**Excerpted passage:**

Published on 03 April, 2006
[Recently, we are observing a phenomenon among conservative Muslims which has nice parallel in the Indian history during 1820s, the glorious period of Hindu reform brought about by Lord William Bentinck. History is a much better teacher than hypothesis of social science and therefore, I found it amazingly interesting to browse through the writing of Lord Bentinck to understand the nature of problem- whether or not "human rights" are "western" ideals, and not universal!
East India Company had a declared policy of non-intervention into religious matter of its Hindu and Muslim subjects. Hence, when Ram Mohan approached to Lord Bentinck for the abolition of Satidaha and to make it criminally punishable, one of the finest humanist of all time, Bentinck had to fight with the council to get permission on the issue of religious interference.

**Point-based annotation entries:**
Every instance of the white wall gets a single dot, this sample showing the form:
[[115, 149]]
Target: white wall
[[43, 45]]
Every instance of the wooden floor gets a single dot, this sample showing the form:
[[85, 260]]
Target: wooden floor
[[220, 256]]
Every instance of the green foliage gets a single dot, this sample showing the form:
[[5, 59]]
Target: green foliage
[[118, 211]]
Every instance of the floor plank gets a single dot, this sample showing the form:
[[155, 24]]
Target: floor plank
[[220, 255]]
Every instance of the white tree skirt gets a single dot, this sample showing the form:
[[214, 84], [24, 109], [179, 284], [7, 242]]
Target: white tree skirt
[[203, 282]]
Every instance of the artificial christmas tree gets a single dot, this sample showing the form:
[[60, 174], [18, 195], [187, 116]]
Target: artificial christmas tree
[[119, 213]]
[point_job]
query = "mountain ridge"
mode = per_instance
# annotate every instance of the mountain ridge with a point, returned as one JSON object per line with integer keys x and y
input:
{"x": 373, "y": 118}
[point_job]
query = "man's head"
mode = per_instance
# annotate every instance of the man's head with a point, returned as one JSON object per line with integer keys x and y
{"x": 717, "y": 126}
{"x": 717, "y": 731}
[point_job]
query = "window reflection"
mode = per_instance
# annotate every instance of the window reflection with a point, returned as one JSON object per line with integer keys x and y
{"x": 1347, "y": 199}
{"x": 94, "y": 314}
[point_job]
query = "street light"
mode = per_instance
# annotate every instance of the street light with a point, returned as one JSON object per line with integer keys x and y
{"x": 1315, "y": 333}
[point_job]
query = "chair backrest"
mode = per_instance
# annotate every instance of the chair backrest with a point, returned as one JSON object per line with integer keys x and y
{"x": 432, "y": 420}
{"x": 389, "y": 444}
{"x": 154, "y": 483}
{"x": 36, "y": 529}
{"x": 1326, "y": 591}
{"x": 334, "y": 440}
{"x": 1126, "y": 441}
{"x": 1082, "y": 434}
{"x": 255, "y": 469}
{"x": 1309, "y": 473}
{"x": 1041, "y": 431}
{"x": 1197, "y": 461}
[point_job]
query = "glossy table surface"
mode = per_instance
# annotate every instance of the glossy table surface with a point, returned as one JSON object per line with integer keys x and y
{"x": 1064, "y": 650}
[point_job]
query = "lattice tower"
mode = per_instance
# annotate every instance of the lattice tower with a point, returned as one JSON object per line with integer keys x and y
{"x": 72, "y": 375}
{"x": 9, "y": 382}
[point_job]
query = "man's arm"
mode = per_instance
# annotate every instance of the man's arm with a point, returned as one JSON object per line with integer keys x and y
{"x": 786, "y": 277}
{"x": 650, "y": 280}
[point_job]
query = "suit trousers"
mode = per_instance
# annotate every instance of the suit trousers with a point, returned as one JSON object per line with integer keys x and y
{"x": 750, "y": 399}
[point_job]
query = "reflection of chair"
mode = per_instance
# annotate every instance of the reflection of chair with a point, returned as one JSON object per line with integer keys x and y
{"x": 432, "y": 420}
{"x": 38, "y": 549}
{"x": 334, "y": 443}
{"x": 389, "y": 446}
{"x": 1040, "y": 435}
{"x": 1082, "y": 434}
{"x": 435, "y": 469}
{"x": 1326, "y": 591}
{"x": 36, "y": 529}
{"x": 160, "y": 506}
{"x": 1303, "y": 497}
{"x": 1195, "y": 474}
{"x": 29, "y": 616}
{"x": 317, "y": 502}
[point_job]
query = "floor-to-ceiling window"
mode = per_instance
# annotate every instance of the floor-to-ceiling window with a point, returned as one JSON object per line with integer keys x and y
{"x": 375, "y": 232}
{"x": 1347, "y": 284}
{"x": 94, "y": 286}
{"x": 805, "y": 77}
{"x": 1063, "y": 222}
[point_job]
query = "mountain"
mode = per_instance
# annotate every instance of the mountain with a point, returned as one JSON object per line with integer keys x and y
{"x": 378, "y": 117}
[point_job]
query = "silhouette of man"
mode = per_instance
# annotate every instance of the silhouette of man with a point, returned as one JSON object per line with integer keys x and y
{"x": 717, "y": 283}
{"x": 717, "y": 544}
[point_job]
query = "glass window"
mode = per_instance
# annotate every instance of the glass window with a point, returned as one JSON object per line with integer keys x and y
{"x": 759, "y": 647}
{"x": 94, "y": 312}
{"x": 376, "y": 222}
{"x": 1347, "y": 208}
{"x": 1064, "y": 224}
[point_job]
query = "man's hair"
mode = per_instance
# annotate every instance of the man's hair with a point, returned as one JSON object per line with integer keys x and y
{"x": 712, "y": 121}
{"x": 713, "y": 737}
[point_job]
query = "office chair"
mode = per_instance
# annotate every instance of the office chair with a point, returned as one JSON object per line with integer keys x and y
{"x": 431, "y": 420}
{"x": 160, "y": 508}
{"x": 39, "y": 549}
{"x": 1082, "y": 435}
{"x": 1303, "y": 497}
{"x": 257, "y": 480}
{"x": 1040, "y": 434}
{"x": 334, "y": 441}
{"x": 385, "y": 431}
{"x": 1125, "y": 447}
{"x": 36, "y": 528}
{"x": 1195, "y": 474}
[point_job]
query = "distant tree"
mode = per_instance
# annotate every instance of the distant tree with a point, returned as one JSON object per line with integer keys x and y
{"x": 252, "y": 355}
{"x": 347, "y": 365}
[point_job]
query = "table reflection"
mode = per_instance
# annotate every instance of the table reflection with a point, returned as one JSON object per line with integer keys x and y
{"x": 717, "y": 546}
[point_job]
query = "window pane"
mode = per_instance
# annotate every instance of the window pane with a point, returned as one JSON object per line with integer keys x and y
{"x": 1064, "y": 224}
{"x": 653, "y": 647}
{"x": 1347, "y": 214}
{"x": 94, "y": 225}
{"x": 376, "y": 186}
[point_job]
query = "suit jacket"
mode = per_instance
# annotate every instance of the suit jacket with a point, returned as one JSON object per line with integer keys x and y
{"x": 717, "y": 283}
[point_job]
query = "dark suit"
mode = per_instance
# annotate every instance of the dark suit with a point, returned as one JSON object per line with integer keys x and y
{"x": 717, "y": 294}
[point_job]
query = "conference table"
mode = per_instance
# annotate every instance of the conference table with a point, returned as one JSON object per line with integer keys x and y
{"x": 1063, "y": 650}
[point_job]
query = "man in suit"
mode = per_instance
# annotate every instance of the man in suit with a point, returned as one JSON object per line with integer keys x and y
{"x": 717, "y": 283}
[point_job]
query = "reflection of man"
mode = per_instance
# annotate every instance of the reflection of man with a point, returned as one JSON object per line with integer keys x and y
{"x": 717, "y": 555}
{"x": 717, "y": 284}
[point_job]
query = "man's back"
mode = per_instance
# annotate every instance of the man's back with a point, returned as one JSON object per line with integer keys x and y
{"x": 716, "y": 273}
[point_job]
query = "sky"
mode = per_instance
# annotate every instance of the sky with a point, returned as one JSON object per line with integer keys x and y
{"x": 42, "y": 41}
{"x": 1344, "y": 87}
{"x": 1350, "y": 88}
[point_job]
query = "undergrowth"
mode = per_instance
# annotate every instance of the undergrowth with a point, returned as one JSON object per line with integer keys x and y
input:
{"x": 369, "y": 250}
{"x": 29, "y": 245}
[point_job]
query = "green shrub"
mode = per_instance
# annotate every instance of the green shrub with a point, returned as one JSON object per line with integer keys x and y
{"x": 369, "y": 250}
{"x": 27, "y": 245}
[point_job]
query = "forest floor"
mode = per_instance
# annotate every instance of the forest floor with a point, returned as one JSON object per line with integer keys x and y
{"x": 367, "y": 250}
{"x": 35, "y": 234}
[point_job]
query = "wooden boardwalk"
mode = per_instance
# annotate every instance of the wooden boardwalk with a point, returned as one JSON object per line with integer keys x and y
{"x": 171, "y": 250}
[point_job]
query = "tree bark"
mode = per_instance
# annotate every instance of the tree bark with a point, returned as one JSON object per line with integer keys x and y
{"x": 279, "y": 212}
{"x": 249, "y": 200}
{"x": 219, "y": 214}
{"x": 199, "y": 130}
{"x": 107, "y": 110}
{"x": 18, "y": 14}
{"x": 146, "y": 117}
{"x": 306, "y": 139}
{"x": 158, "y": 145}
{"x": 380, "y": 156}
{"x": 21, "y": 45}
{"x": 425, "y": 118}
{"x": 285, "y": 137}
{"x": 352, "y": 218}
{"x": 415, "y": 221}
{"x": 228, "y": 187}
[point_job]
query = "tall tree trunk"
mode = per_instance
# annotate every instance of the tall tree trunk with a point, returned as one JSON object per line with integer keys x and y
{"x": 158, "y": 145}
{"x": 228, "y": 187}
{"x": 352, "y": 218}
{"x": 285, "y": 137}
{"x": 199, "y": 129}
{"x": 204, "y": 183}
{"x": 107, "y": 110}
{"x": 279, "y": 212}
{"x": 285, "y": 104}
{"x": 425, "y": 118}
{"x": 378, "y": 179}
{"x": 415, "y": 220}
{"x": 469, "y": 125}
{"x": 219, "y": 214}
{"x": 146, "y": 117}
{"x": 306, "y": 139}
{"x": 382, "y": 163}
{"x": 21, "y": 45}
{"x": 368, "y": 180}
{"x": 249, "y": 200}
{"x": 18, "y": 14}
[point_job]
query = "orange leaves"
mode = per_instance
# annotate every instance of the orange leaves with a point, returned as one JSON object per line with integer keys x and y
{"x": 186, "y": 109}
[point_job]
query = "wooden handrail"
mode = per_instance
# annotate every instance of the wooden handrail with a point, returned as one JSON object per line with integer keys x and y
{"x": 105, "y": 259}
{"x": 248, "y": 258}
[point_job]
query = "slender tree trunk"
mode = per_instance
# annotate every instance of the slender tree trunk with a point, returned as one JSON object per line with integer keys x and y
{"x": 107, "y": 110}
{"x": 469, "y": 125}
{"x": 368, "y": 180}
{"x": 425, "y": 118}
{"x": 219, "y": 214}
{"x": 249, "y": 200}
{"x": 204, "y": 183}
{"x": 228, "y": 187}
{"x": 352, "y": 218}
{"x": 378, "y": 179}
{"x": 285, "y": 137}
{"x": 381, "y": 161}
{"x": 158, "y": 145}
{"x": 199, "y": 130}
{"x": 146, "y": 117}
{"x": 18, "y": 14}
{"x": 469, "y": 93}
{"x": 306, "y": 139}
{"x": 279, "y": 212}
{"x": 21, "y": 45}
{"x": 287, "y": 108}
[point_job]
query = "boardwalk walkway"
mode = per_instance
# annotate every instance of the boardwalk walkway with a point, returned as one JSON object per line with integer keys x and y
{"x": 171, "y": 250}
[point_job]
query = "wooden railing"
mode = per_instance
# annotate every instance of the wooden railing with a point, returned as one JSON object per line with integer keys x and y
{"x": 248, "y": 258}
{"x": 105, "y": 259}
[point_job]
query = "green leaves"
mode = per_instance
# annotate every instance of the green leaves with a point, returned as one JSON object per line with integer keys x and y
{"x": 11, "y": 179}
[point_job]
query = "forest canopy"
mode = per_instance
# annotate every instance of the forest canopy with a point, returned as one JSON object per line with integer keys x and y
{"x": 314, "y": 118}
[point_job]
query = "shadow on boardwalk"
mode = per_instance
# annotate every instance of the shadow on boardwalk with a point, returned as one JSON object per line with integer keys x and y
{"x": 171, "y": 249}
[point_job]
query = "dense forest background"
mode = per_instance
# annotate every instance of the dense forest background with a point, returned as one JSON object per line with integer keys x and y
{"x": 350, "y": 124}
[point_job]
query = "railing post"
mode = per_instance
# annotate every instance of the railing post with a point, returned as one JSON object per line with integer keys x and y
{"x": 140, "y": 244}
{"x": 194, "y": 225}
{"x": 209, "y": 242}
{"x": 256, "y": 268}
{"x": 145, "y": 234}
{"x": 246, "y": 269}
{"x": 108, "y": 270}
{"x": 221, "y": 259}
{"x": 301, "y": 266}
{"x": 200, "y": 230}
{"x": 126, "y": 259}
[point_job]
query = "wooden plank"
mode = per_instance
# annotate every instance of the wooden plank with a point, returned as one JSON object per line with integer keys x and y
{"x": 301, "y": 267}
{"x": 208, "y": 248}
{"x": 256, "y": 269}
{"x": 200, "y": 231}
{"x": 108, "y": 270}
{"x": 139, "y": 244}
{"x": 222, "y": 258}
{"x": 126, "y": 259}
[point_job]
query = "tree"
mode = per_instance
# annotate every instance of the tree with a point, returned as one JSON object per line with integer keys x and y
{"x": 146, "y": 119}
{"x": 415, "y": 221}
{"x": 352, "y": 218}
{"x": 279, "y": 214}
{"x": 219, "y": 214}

**Set exercise 1:**
Please duplicate the passage on Lord Bentinck word for word, starting at "Published on 03" and ending at "of religious interference.".
**Set exercise 2:**
Answer these questions from the passage on Lord Bentinck.
(a) On what date was it published?
(b) Which decade of Indian history does the writer find a parallel in?
(c) What did Ram Mohan ask Lord Bentinck to do?
None of the entries are needed for this work.

**Full output 1:**
Published on 03 April, 2006
[Recently, we are observing a phenomenon among conservative Muslims which has nice parallel in the Indian history during 1820s, the glorious period of Hindu reform brought about by Lord William Bentinck. History is a much better teacher than hypothesis of social science and therefore, I found it amazingly interesting to browse through the writing of Lord Bentinck to understand the nature of problem- whether or not "human rights" are "western" ideals, and not universal!
East India Company had a declared policy of non-intervention into religious matter of its Hindu and Muslim subjects. Hence, when Ram Mohan approached to Lord Bentinck for the abolition of Satidaha and to make it criminally punishable, one of the finest humanist of all time, Bentinck had to fight with the council to get permission on the issue of religious interference.

**Full output 2:**
(a) 03 April, 2006
(b) The 1820s
(c) Abolish Satidaha and make it criminally punishable